◆ Quoted passage ◆
Trump commutes George Santos sentence after three months of seven-year wire fraud term
President Trump commuted the federal prison sentence of former Republican Congressman George Santos on October 17, 2025, releasing him after he had served approximately three months of a seven-year sentence. Santos had pleaded guilty to wire fraud and identity theft charges stemming from his 2022 congressional campaign. The commutation came after lobbying by Rep. Marjorie Taylor Greene and other MAGA-aligned figures; Santos's conviction remains on his record, but his prison term ended.
Actors
On October 17, 2025, President Trump commuted the federal prison sentence of former Republican Congressman George Santos, ending his incarceration after approximately three months of a seven-year term. Santos had pleaded guilty in 2024 to wire fraud and identity theft charges arising from his 2022 campaign for New York's 3rd Congressional District, in which he fabricated his educational and professional background, lied to donors, and diverted campaign funds to personal use. Under a commutation — as distinct from a full pardon — Santos's guilty plea and conviction remain on his record; he was released from custody but does not have his civil rights restored.

◆ Supplied material ◆
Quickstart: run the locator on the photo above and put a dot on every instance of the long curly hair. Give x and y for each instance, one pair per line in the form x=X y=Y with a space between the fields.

◆ Tasks to complete ◆
**a)** Name every person the Santos commutation article identifies by name.
**b)** Pick up the Santos commutation article after its last sentence and continue it.

◆ Expected outputs ◆
**a)** President Trump, George Santos, Marjorie Taylor Greene

**b)**
The commutation came after lobbying by Rep. Marjorie Taylor Greene and other figures in the MAGA political orbit. Santos thanked Jesus Christ and President Trump upon his release. The action follows a pattern visible in this archive of Trump using the pardon and commutation power to relieve politically aligned individuals from serving out federal sentences for crimes to which they pleaded or were found guilty — treating the clemency power as a benefit available to political allies rather than as a remedy for miscarriages of justice.
Why we recorded this
Presidential clemency is a constitutional power unreviewable by courts, making its misuse especially corrosive to equal justice. George Santos pleaded guilty to wire fraud and identity theft — crimes he committed against donors and the public to fraudulently obtain elected office. Trump's commutation, secured through lobbying by political allies, released Santos after three months of a seven-year sentence, continuing a documented pattern of clemency deployed to shield politically connected figures from the full consequences of federal convictions and signaling that criminal accountability depends on political relationship rather than the facts of guilt.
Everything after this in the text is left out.